Task to complete —
Copy the rows below again, replacing every "windshield" with "windscreen" and changing nothing else.

Records shown —
──────

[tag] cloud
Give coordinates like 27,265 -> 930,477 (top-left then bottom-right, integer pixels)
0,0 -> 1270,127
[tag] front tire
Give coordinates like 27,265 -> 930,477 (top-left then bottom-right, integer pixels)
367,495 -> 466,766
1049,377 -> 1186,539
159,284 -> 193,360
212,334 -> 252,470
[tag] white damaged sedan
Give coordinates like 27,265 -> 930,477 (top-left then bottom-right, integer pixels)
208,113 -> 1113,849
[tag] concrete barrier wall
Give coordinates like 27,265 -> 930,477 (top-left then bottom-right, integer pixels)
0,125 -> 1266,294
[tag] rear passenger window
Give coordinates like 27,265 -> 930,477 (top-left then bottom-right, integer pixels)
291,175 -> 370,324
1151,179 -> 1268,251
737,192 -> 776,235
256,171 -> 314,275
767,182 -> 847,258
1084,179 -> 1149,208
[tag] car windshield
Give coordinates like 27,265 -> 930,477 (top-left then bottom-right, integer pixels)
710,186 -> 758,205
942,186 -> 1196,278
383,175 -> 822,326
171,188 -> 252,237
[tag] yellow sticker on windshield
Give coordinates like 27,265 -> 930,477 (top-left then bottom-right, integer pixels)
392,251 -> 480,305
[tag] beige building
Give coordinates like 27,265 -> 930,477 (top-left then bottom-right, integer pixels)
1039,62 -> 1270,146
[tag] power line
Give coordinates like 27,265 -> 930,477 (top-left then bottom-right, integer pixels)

──────

Expected answer —
[tag] cloud
Give coordinates like 27,265 -> 930,477 (top-left then bottom-right, integer pixels)
0,0 -> 1270,127
[tag] front tire
Give coordinates like 27,265 -> 930,477 (top-left then bottom-right, integer pixels)
367,495 -> 466,766
1049,377 -> 1186,539
159,284 -> 193,360
212,334 -> 252,470
[tag] white damaged sedan
Give coordinates like 27,265 -> 930,477 (top-left then bottom-right, integer pixels)
208,113 -> 1113,849
[tag] concrete barrier wall
Give coordinates like 27,265 -> 930,477 (top-left then bottom-right, integer pixels)
0,125 -> 1266,294
[tag] rear passenger window
Give coordinates like 27,265 -> 930,477 (top-left then bottom-right, integer pixels)
291,175 -> 370,324
1151,179 -> 1268,251
737,192 -> 776,235
256,171 -> 314,275
767,182 -> 847,258
1084,179 -> 1149,208
[tag] car windscreen
Give coordinates like 27,265 -> 930,477 (top-left then bottom-right, integer pixels)
710,186 -> 758,205
942,186 -> 1196,278
383,175 -> 822,326
171,188 -> 252,237
[tag] yellow sticker on windscreen
Give coordinates like 27,265 -> 930,477 (top-left then bottom-right, integer pixels)
392,251 -> 480,305
[tag] beige building
Give coordinates like 27,265 -> 930,477 (top-left then bottom-right, integer pixels)
1039,62 -> 1270,146
[tag] power line
Give coordinates like 27,265 -> 930,477 (top-left then bottom-right, integer pixels)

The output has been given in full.